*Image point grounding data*
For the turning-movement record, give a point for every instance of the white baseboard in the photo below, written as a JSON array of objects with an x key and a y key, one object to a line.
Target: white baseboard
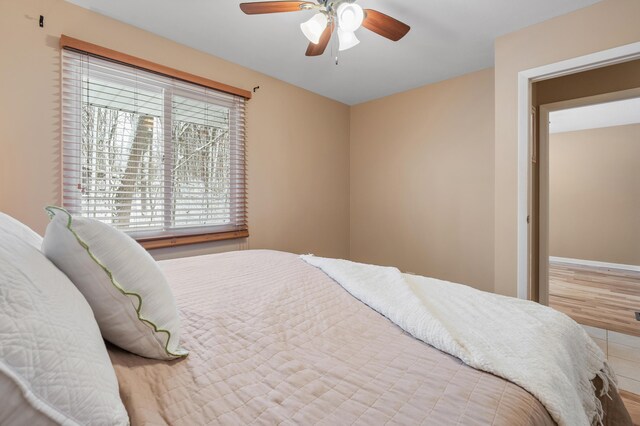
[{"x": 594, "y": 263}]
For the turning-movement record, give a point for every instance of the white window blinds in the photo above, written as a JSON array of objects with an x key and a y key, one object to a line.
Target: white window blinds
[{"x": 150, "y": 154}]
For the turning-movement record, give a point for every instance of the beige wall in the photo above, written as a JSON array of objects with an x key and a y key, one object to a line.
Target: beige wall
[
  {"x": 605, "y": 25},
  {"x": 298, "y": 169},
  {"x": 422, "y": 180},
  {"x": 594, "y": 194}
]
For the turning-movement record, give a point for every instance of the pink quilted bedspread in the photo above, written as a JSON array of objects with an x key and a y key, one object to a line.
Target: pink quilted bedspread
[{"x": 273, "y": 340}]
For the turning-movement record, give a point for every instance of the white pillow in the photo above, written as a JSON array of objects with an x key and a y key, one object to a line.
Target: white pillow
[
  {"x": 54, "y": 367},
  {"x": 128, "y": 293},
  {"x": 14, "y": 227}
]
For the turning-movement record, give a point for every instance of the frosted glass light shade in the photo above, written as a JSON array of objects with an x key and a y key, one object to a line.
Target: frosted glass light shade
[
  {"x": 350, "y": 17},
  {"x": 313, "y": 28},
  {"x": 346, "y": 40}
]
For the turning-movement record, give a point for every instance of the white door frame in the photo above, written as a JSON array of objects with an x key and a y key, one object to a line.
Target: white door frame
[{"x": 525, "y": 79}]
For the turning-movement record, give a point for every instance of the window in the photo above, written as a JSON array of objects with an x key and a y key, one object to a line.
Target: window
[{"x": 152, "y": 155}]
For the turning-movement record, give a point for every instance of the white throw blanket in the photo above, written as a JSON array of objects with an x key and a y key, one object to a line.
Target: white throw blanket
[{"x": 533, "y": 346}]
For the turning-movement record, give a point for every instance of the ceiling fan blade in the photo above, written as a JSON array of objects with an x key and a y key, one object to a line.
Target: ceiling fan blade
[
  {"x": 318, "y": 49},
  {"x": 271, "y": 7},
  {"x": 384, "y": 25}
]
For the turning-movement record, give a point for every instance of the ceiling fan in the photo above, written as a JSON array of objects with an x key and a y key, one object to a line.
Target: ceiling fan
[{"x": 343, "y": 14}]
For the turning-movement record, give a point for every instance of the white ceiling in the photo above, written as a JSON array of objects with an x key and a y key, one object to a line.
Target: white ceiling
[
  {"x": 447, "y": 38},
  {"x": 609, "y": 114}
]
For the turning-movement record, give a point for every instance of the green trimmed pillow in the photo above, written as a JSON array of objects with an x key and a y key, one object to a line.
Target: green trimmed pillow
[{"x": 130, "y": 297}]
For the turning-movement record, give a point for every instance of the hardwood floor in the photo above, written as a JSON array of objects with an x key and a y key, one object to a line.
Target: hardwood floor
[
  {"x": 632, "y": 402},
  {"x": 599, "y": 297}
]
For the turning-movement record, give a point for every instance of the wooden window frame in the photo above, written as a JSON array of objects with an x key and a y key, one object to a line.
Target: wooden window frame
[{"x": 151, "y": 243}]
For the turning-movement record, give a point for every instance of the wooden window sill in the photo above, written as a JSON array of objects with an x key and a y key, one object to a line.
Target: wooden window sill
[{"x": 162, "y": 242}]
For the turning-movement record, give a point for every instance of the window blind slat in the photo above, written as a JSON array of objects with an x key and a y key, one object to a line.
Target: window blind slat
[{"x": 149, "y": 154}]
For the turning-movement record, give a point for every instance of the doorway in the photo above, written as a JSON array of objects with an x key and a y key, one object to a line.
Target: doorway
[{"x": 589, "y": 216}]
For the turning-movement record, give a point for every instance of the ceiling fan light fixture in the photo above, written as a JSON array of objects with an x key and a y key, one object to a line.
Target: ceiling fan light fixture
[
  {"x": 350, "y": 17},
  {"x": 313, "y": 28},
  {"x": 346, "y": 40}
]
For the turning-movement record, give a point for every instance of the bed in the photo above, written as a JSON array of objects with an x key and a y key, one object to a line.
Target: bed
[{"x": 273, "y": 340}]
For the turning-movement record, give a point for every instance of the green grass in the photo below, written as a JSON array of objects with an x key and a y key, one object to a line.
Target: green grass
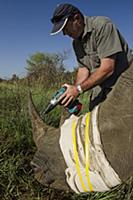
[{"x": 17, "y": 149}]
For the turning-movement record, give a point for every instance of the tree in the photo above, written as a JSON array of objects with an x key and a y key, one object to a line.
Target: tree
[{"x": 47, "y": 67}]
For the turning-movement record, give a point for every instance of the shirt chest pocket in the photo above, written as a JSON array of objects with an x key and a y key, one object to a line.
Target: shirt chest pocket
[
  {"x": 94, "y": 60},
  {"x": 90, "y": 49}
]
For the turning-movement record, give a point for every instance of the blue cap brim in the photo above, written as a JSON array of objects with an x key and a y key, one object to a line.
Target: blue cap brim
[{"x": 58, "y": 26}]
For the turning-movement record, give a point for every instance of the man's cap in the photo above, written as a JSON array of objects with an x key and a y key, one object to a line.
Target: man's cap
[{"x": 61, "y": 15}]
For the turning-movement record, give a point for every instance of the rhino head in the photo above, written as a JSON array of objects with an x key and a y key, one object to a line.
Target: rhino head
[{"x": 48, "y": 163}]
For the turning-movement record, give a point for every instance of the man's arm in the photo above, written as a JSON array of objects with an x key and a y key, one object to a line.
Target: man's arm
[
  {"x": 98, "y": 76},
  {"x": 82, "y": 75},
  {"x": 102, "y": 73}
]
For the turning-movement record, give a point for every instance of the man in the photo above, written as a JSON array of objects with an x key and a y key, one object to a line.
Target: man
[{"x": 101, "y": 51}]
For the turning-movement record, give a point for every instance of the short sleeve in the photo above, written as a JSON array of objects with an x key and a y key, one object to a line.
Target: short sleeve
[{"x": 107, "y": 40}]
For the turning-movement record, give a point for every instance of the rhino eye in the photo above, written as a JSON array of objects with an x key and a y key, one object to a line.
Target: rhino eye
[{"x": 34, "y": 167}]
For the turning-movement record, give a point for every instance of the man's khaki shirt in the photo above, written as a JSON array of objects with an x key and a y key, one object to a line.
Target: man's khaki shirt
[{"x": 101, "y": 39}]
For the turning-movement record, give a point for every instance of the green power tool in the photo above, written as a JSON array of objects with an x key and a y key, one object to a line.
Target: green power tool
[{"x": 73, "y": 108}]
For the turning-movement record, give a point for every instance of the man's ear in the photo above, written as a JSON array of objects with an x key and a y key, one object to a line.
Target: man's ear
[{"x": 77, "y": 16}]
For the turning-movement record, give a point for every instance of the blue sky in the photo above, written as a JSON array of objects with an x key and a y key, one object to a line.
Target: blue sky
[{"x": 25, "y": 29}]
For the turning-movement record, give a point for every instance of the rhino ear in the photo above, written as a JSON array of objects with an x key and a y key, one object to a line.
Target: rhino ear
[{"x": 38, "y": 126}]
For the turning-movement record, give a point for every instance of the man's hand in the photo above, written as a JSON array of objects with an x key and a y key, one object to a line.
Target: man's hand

*EXERCISE AIM*
Transcribe every record above exactly, leaving out the pictures.

*ANSWER SECTION*
For the turning-movement record, give a point for every instance of the white baseboard in the photo below, written as a JSON array of objects with an x key and a y key, one object to a line.
Target: white baseboard
[{"x": 594, "y": 263}]
For the turning-movement record, give a point for every instance of the white window blinds in the photo above, written as a JSON array of objects with an x key and a y key, one object to a line.
Target: white window blinds
[{"x": 150, "y": 154}]
For the turning-movement record, give a point for every instance of the beige wall in the photo above, written as a JSON array of objects with an x key and a y key, one object to a line.
Target: beige wall
[
  {"x": 605, "y": 25},
  {"x": 298, "y": 169},
  {"x": 422, "y": 180},
  {"x": 594, "y": 194}
]
For the turning-movement record, give a point for every instance of the pink quilted bedspread in the photo above, written as a JSON array of objects with an x key and a y key, one object to a line.
Target: pink quilted bedspread
[{"x": 273, "y": 340}]
For the turning-movement record, give a point for every instance of the white pillow in the photo above, written as a JSON array of objects with an x key and a y key, one object to a line.
Target: white pillow
[
  {"x": 54, "y": 367},
  {"x": 128, "y": 293},
  {"x": 14, "y": 227}
]
For the turning-movement record, give a point for every instance of the frosted glass light shade in the photo above, written as a JSON array of objects with an x key and a y key, one object to a line.
Target: frosted glass light shade
[
  {"x": 350, "y": 17},
  {"x": 313, "y": 28},
  {"x": 346, "y": 40}
]
For the turning-movement record, give a point for every instance of the white door frame in the photo above, written as a JSON array of objects with an x key and a y key, one object to a line.
Target: white door frame
[{"x": 525, "y": 79}]
For the turning-movement record, give a point for every instance of the window in the photo above, written as a JSON array of objects with an x key and a y key, one object to a line.
Target: window
[{"x": 152, "y": 155}]
For the turning-movement record, give a point for every instance of the white throw blanket in the photo above, written as a JSON array of objects with an x key and a y key, one object to a line.
Target: white throw blanket
[{"x": 533, "y": 346}]
For the turning-movement record, give a point for every instance of the ceiling fan blade in the photo above, written as a JSON array of objects with an x key and a y key, one object to a line.
Target: ceiling fan blade
[
  {"x": 318, "y": 49},
  {"x": 271, "y": 7},
  {"x": 384, "y": 25}
]
For the turning-movement record, give a point for every instance of the ceiling fan in the photo above, written as a JSON array of objects with an x key and a y key, one object to a line.
Target: ceiling fan
[{"x": 343, "y": 14}]
For the turning-movement record, give a point for every instance of the white ceiling in the photo above, written as a JSON array of objects with an x key and a y key, one object to a line.
Target: white ceiling
[
  {"x": 447, "y": 38},
  {"x": 609, "y": 114}
]
For the turning-movement record, give a point for every instance of the green trimmed pillow in the photo above, written as a JSON array of objects with an x key and a y key, one object to a line.
Target: green trimmed pillow
[{"x": 130, "y": 297}]
For the turning-movement record, give a point for every instance of the hardwood floor in the photo above, written as a JSON array of objects with an x key and a y key, one object to a line.
Target: hardwood floor
[
  {"x": 632, "y": 402},
  {"x": 599, "y": 297}
]
For the turning-movement record, give a point for every instance of the wooden window frame in the photo above, written as a JSON array of objects with an x key and a y key, one object to a line.
Target: wooden window frame
[{"x": 151, "y": 243}]
For the turning-movement record, give a point for every instance of the wooden window sill in the photo above, written as a JSON array of objects with an x key and a y key, one object to a line.
Target: wooden window sill
[{"x": 162, "y": 242}]
For the turning-movement record, give a point for every instance of the window blind slat in the photo above, written as a JSON array of objects with an x key and a y key, one object to a line.
Target: window blind slat
[{"x": 149, "y": 154}]
For the turning-movement record, give a point for every instance of the doorway in the photo above, written as a JSON array of objects with an x key and a y key, one object to a line.
Target: doorway
[{"x": 589, "y": 216}]
For the turning-movement record, give a point for every instance of the ceiling fan light fixture in the photo above, written as a JSON array of objects with an x key and a y key, one object to a line.
Target: ceiling fan light fixture
[
  {"x": 350, "y": 17},
  {"x": 313, "y": 28},
  {"x": 346, "y": 40}
]
For the turning-movement record, give a point for every instance of the bed in the photo above, written as a JSON array of objects with an x key and a y key, one object to a line.
Target: bed
[{"x": 273, "y": 340}]
For the turning-movement record, give a point for every instance of the green grass in the photo below, written as a JSON array of objects with an x key and a y key, one object to a line.
Target: green grass
[{"x": 17, "y": 149}]
For the turning-movement record, give a point for every instance of the tree in the photo above, written as a JSON array of objects with an x key and a y key, one object to a line.
Target: tree
[{"x": 47, "y": 67}]
For the turning-movement record, give a point for every instance of the shirt chest pocket in the photo above, written as a JSON array of objects with an x key and a y key, one object to a line.
Target: shirt chest pocket
[
  {"x": 94, "y": 60},
  {"x": 90, "y": 49}
]
For the turning-movement record, give a point for every instance of the blue cap brim in the photo above, written as a JSON array of objects with an x key and a y key, one object to a line.
Target: blue cap brim
[{"x": 58, "y": 26}]
For the turning-movement record, give a point for every instance of the man's cap in the photo above, written as a JSON array of objects with an x key and a y key, one object to a line.
Target: man's cap
[{"x": 61, "y": 15}]
For the turning-movement record, give a point for every instance of the rhino head in the photo above, written as a JSON array of objects with an x key and a y key, one object to a line.
Target: rhino head
[{"x": 48, "y": 163}]
For the turning-movement record, give a point for every instance of the man's arm in the photo above, written as a JSON array of objects with an x key and a y key, one object to a line.
Target: man's arm
[
  {"x": 98, "y": 76},
  {"x": 82, "y": 75},
  {"x": 102, "y": 73}
]
For the turning-movement record, give a point for every instance of the man in the photo above, written as a JSON array of objects with an x key and a y key, one object to a line.
Target: man
[{"x": 101, "y": 51}]
For the turning-movement record, give a point for every instance of the short sleeve in the photo above, written as a JSON array of objects with an x key and a y key, one object to a line.
Target: short sleeve
[{"x": 107, "y": 40}]
For the turning-movement record, give a point for every instance of the rhino eye in the photo above, written as a JSON array of objects with an x key and a y key, one object to a line.
Target: rhino eye
[{"x": 34, "y": 167}]
For the turning-movement record, give a point for every instance of the man's khaki shirt in the photo above, written as a JSON array of objects with an x key and a y key, one object to a line.
Target: man's khaki shirt
[{"x": 101, "y": 39}]
For the turning-movement record, give a point for every instance of the green power tool in the photo above, written as a JSON array of objects with an x key and a y key, one object to a line.
Target: green power tool
[{"x": 73, "y": 108}]
For the turning-movement record, give a point for every instance of the man's ear in the photo above, written as a JSON array of objects with an x key and a y key, one object to a line.
Target: man's ear
[{"x": 77, "y": 16}]
For the turning-movement record, give a point for every instance of the blue sky in the photo above, written as a JSON array of objects with an x key and a y key, one object to a line.
Target: blue sky
[{"x": 25, "y": 29}]
For the turning-movement record, give a point for every instance of the rhino ear in the photo above, written as a JSON array of objects with an x key and a y key, one object to a line.
Target: rhino ear
[{"x": 38, "y": 126}]
For the turning-movement record, give a point for every instance of the man's hand in the photo above, written as a JSON array of objects with an x key and a y key, one object to a line.
Target: man's hand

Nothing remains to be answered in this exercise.